What the task asks:
Starting at the line that contains "the black tail", set down each line exactly until the records end, keeping both ends and adding nothing.
═════ Supplied records
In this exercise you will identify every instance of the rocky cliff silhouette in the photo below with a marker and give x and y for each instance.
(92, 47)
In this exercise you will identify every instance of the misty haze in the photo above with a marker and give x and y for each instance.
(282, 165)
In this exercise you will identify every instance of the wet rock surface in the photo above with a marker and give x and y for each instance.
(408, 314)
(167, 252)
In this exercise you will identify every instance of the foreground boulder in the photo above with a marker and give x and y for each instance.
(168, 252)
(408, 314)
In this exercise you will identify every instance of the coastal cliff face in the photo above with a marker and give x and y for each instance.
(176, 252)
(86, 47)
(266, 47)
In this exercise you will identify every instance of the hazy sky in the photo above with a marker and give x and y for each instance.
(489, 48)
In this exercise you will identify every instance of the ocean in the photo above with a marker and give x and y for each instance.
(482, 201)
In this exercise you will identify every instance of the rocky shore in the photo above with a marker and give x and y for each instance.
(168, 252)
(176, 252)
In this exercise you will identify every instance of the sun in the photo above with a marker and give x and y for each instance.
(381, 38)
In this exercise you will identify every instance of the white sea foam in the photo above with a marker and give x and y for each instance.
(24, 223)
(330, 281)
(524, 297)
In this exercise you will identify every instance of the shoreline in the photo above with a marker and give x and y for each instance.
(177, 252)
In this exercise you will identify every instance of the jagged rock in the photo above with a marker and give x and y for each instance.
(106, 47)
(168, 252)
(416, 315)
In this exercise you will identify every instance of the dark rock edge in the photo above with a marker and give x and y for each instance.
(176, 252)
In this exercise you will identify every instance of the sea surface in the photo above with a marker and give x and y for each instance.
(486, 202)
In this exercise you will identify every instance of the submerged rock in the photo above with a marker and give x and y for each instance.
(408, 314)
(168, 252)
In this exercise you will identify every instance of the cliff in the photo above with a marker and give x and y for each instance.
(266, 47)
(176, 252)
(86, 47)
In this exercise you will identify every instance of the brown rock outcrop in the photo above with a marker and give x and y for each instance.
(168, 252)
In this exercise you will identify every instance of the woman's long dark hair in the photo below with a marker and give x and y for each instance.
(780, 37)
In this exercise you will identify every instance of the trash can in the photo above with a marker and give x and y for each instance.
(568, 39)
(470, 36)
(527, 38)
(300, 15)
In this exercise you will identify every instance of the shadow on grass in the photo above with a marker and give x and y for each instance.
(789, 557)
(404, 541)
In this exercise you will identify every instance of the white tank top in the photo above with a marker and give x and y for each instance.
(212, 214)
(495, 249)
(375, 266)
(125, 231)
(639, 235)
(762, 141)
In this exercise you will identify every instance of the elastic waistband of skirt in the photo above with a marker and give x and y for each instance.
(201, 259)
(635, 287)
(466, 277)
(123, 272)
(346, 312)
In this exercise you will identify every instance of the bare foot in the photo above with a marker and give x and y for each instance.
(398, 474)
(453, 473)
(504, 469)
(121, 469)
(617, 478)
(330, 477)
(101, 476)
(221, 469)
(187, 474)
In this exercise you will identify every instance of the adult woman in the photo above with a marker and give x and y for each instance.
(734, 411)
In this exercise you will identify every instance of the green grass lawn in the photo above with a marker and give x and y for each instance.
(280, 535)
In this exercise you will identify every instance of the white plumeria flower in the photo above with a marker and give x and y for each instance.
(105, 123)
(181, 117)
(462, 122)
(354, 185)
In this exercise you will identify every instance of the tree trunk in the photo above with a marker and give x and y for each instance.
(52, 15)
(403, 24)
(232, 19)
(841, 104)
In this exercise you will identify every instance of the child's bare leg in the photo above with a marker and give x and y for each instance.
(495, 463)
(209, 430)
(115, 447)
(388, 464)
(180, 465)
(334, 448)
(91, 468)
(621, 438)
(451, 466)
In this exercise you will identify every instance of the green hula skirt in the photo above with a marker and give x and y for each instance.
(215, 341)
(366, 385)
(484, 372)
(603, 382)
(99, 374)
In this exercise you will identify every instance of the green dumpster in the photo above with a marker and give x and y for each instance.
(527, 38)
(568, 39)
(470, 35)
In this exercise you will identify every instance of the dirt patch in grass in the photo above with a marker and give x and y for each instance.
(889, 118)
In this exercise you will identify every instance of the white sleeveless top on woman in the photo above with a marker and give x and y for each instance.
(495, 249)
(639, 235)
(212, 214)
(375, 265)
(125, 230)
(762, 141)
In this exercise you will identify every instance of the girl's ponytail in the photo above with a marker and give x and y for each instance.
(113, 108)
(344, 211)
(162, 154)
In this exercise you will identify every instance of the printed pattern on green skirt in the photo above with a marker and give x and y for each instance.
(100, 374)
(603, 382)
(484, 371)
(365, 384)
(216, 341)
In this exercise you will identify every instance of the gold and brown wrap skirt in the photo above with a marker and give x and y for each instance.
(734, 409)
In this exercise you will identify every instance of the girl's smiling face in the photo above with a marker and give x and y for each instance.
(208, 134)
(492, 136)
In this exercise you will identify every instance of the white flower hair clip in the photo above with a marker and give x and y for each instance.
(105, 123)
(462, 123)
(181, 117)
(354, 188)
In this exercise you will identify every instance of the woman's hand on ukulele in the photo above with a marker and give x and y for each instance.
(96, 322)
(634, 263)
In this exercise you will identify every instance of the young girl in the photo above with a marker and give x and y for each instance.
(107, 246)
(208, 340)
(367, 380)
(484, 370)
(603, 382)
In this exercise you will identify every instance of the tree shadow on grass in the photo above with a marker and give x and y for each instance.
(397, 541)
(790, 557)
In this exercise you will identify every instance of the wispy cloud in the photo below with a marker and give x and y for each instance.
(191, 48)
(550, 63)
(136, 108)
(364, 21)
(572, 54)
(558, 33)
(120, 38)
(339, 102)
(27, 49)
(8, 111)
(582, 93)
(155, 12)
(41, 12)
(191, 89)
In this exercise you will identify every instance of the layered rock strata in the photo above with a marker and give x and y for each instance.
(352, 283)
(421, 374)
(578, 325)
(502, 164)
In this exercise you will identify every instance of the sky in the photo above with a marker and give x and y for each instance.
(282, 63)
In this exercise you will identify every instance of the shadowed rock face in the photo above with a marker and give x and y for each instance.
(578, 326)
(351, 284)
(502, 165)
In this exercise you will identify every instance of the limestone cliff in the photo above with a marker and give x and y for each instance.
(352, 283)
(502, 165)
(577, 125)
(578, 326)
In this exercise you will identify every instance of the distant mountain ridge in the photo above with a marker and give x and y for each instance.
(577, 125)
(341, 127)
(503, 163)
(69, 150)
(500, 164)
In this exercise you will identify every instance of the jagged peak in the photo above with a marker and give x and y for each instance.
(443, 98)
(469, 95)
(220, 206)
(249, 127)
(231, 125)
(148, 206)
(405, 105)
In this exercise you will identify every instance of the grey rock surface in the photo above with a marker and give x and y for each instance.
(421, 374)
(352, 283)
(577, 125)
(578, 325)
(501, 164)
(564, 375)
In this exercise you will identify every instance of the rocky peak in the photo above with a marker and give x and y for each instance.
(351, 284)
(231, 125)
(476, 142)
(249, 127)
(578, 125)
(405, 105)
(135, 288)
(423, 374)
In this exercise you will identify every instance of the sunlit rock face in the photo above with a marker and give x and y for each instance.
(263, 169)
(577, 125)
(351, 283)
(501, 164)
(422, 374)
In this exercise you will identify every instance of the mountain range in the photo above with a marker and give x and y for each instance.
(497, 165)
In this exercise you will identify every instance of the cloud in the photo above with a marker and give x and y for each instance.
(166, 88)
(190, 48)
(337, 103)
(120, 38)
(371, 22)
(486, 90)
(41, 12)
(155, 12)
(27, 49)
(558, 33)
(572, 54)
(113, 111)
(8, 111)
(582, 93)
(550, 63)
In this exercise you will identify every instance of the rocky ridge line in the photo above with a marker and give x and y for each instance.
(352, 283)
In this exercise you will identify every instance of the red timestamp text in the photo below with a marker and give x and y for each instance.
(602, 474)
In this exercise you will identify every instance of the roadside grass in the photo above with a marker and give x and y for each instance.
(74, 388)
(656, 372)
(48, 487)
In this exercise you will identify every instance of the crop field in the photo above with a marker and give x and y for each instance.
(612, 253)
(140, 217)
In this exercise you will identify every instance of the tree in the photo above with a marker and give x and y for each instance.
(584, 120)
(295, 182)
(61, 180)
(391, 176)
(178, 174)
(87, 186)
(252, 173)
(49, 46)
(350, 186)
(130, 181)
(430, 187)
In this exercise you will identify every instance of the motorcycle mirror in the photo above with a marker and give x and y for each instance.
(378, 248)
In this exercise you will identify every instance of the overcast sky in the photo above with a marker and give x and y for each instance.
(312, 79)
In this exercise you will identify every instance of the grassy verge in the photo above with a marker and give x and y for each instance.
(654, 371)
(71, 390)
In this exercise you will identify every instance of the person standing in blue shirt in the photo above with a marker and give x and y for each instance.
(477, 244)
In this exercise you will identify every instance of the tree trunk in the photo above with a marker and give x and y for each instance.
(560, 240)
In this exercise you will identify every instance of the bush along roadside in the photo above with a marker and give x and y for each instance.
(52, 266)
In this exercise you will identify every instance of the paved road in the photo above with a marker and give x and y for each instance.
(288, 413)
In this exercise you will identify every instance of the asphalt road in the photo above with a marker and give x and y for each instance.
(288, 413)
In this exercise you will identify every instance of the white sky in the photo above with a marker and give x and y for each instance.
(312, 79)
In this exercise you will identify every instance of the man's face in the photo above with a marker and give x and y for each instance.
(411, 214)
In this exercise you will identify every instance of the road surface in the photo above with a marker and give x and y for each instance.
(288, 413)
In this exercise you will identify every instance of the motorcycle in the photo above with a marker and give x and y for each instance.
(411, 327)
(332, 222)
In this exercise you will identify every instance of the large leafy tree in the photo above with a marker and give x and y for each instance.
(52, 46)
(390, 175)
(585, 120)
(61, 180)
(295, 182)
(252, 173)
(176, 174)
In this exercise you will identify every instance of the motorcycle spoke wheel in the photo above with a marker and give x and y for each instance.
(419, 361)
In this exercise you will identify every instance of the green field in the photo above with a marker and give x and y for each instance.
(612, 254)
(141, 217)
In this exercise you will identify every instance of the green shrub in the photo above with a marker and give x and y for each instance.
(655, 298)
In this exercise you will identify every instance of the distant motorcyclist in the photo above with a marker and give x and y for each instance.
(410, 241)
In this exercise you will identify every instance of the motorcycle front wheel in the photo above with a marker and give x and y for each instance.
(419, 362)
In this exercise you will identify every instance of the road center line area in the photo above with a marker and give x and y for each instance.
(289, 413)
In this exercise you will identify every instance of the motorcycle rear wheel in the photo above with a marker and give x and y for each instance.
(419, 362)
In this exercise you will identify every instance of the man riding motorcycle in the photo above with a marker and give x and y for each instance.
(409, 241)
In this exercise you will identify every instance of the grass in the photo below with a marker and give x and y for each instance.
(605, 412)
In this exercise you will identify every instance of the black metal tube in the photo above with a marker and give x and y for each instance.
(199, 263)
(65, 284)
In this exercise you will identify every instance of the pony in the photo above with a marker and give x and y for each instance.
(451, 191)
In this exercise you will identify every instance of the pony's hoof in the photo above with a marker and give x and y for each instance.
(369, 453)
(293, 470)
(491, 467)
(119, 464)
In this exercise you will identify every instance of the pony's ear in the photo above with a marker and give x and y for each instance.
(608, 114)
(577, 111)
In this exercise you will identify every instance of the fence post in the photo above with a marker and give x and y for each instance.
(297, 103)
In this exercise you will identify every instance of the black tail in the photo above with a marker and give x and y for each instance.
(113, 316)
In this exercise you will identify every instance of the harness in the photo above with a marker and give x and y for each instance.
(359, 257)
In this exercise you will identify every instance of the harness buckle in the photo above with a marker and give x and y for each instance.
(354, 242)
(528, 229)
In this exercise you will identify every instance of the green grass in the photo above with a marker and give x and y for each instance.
══════════
Problem solution:
In this exercise you will identify every instance of the black tail in the photo above with a marker and give x and y for each instance.
(113, 316)
In this exercise you will identify every instance of the harness in the photo above with a marker and give x and y for each instance.
(359, 257)
In this exercise you will identify every instance of the harness buckle in the photo above with a marker and give x and y for each instance.
(354, 242)
(528, 229)
In this exercise you will identify every instance of the green grass in the photo above with a marker and give x and y for each instance.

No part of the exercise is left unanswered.